## Directions for this task
Transcribe the part of the counterinsurgency excerpts starting with "p.9 In modern counterinsurgency, the side" and going on through "environment.".
[Document text]
Redux: revisited
p.2 insurgency is a struggle to control a
contested political space
p.6 Modern insurgents operate more like a self-synchronizing swarm of independent,
but cooperating cells, than like a formal organization. Even the fashionable cybernetic discourse of "networks" and "nodes"
often implies more structure than exists.
p.9 In modern counterinsurgency, the side may win which
best mobilizes and energizes its global, regional and local support base - and prevents its adversaries doing likewise.
p.9 In modern counterinsurgency, the security force must
control a complex "conflict ecosystem" - rather than defeating a single specific insurgent adversary.
p.10 we might conceive of the environment as a "conflict ecosystem"
with multiple competing entities seeking to maximize their survivability and influence. The counterinsurgent’s
task may no longer be to defeat the insurgent, but rather to impose order (to the degree possible) on an unstable and chaotic
environment.
p.11-12 The last word belongs to Bernard Fall, who learned
resistance warfare in the French underground, mastered counterinsurgency during the 1950s in Indochina, and reinvented it
during the American effort in Vietnam, before being killed near Hue in 1967:
There are no easy shortcuts to solving the problems of revolutionary
war. In fact, I would like to close with one last thought, which applies, of course, to everything that is
done in the armed forces, but particularly to revolutionary war: If it works, it is obsolete. [JLJ
previous quote was unattributed, but it is sourced to Marshall McLuhan. The original Bernard Fall lecture
delivered at the Naval War College on 10 December 1964 continued as follows] In Viet-Nam and in many other similar situations
we have worked too often with well-working but routine procedures and ideas. It is about time that new approaches
and--above all--ideas be tried; obviously, the other ones have been unequal to the task.
[/Document text]
[Study material]
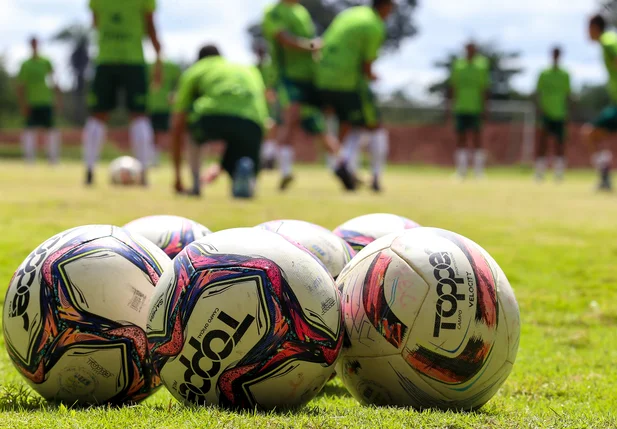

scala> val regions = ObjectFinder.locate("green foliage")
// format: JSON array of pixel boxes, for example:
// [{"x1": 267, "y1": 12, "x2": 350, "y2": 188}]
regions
[
  {"x1": 428, "y1": 42, "x2": 524, "y2": 100},
  {"x1": 248, "y1": 0, "x2": 418, "y2": 49},
  {"x1": 0, "y1": 162, "x2": 617, "y2": 429}
]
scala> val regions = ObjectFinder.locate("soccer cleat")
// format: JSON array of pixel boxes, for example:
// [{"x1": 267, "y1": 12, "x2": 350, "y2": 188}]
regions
[
  {"x1": 232, "y1": 157, "x2": 255, "y2": 198},
  {"x1": 334, "y1": 164, "x2": 358, "y2": 191},
  {"x1": 279, "y1": 175, "x2": 294, "y2": 191},
  {"x1": 86, "y1": 169, "x2": 94, "y2": 186}
]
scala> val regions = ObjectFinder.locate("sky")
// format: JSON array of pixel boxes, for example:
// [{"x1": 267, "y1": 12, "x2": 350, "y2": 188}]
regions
[{"x1": 0, "y1": 0, "x2": 606, "y2": 99}]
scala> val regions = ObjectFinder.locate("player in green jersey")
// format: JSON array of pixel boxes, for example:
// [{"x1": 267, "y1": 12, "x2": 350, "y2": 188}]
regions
[
  {"x1": 536, "y1": 47, "x2": 570, "y2": 181},
  {"x1": 17, "y1": 37, "x2": 60, "y2": 164},
  {"x1": 147, "y1": 61, "x2": 182, "y2": 166},
  {"x1": 448, "y1": 42, "x2": 490, "y2": 179},
  {"x1": 262, "y1": 0, "x2": 338, "y2": 190},
  {"x1": 316, "y1": 0, "x2": 394, "y2": 192},
  {"x1": 582, "y1": 15, "x2": 617, "y2": 191},
  {"x1": 83, "y1": 0, "x2": 161, "y2": 185},
  {"x1": 172, "y1": 45, "x2": 268, "y2": 198}
]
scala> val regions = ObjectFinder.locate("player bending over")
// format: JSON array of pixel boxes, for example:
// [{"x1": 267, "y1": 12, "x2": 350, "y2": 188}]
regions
[
  {"x1": 582, "y1": 15, "x2": 617, "y2": 191},
  {"x1": 171, "y1": 45, "x2": 268, "y2": 198},
  {"x1": 83, "y1": 0, "x2": 161, "y2": 185},
  {"x1": 17, "y1": 37, "x2": 61, "y2": 164},
  {"x1": 148, "y1": 61, "x2": 182, "y2": 164},
  {"x1": 448, "y1": 43, "x2": 490, "y2": 179},
  {"x1": 263, "y1": 0, "x2": 338, "y2": 190},
  {"x1": 536, "y1": 47, "x2": 570, "y2": 182},
  {"x1": 316, "y1": 0, "x2": 394, "y2": 192}
]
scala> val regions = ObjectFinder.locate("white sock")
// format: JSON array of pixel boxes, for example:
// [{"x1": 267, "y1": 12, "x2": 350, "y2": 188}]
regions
[
  {"x1": 279, "y1": 146, "x2": 294, "y2": 177},
  {"x1": 261, "y1": 140, "x2": 277, "y2": 161},
  {"x1": 473, "y1": 149, "x2": 486, "y2": 177},
  {"x1": 369, "y1": 128, "x2": 390, "y2": 178},
  {"x1": 129, "y1": 117, "x2": 154, "y2": 169},
  {"x1": 341, "y1": 129, "x2": 362, "y2": 168},
  {"x1": 536, "y1": 157, "x2": 546, "y2": 180},
  {"x1": 187, "y1": 141, "x2": 201, "y2": 192},
  {"x1": 554, "y1": 156, "x2": 566, "y2": 181},
  {"x1": 21, "y1": 129, "x2": 36, "y2": 164},
  {"x1": 47, "y1": 130, "x2": 61, "y2": 164},
  {"x1": 82, "y1": 118, "x2": 107, "y2": 170},
  {"x1": 454, "y1": 149, "x2": 469, "y2": 178}
]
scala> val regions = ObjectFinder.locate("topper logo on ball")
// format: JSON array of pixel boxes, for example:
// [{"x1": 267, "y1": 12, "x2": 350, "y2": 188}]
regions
[
  {"x1": 178, "y1": 311, "x2": 255, "y2": 403},
  {"x1": 9, "y1": 235, "x2": 63, "y2": 331},
  {"x1": 429, "y1": 252, "x2": 466, "y2": 338}
]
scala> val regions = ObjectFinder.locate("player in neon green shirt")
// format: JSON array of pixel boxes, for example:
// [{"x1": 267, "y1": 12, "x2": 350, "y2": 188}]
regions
[
  {"x1": 262, "y1": 0, "x2": 338, "y2": 190},
  {"x1": 17, "y1": 38, "x2": 60, "y2": 164},
  {"x1": 172, "y1": 45, "x2": 268, "y2": 198},
  {"x1": 582, "y1": 15, "x2": 617, "y2": 191},
  {"x1": 449, "y1": 43, "x2": 490, "y2": 179},
  {"x1": 315, "y1": 0, "x2": 394, "y2": 192},
  {"x1": 83, "y1": 0, "x2": 161, "y2": 185},
  {"x1": 536, "y1": 48, "x2": 571, "y2": 181},
  {"x1": 147, "y1": 61, "x2": 182, "y2": 162}
]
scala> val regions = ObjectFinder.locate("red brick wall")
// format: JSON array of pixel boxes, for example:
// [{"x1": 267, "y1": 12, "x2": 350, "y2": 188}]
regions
[{"x1": 0, "y1": 124, "x2": 608, "y2": 167}]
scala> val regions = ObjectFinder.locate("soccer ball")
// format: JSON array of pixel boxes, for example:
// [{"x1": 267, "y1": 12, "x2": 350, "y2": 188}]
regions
[
  {"x1": 3, "y1": 226, "x2": 171, "y2": 405},
  {"x1": 148, "y1": 228, "x2": 343, "y2": 409},
  {"x1": 124, "y1": 216, "x2": 212, "y2": 259},
  {"x1": 334, "y1": 213, "x2": 420, "y2": 252},
  {"x1": 109, "y1": 156, "x2": 143, "y2": 186},
  {"x1": 257, "y1": 220, "x2": 356, "y2": 279},
  {"x1": 337, "y1": 228, "x2": 520, "y2": 410}
]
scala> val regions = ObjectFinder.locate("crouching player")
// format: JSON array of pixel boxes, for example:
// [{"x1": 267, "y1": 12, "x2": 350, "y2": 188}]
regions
[
  {"x1": 171, "y1": 45, "x2": 268, "y2": 198},
  {"x1": 583, "y1": 15, "x2": 617, "y2": 191}
]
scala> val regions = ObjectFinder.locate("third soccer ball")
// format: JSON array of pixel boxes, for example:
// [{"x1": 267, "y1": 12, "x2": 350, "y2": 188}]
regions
[{"x1": 337, "y1": 228, "x2": 520, "y2": 410}]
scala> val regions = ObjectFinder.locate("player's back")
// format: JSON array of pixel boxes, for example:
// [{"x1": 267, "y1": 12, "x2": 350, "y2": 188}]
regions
[
  {"x1": 90, "y1": 0, "x2": 155, "y2": 64},
  {"x1": 316, "y1": 6, "x2": 386, "y2": 90},
  {"x1": 186, "y1": 57, "x2": 268, "y2": 126}
]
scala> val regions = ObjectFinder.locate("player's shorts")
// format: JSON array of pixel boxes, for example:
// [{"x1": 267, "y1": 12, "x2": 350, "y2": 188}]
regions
[
  {"x1": 542, "y1": 116, "x2": 566, "y2": 143},
  {"x1": 150, "y1": 112, "x2": 171, "y2": 133},
  {"x1": 88, "y1": 64, "x2": 148, "y2": 113},
  {"x1": 456, "y1": 114, "x2": 482, "y2": 134},
  {"x1": 319, "y1": 86, "x2": 381, "y2": 128},
  {"x1": 26, "y1": 106, "x2": 54, "y2": 129},
  {"x1": 189, "y1": 115, "x2": 263, "y2": 176},
  {"x1": 592, "y1": 105, "x2": 617, "y2": 133}
]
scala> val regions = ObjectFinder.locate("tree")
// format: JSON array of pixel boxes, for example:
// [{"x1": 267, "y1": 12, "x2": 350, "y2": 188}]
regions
[
  {"x1": 248, "y1": 0, "x2": 418, "y2": 50},
  {"x1": 52, "y1": 24, "x2": 92, "y2": 123},
  {"x1": 428, "y1": 42, "x2": 524, "y2": 100}
]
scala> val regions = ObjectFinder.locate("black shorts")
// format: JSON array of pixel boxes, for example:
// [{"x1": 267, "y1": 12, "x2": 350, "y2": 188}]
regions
[
  {"x1": 319, "y1": 86, "x2": 381, "y2": 128},
  {"x1": 189, "y1": 115, "x2": 263, "y2": 176},
  {"x1": 26, "y1": 106, "x2": 54, "y2": 129},
  {"x1": 150, "y1": 112, "x2": 171, "y2": 133},
  {"x1": 88, "y1": 64, "x2": 148, "y2": 113}
]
[/Study material]
## Reply
p.9 In modern counterinsurgency, the side may win which
best mobilizes and energizes its global, regional and local support base - and prevents its adversaries doing likewise.
p.9 In modern counterinsurgency, the security force must
control a complex "conflict ecosystem" - rather than defeating a single specific insurgent adversary.
p.10 we might conceive of the environment as a "conflict ecosystem"
with multiple competing entities seeking to maximize their survivability and influence. The counterinsurgent’s
task may no longer be to defeat the insurgent, but rather to impose order (to the degree possible) on an unstable and chaotic
environment.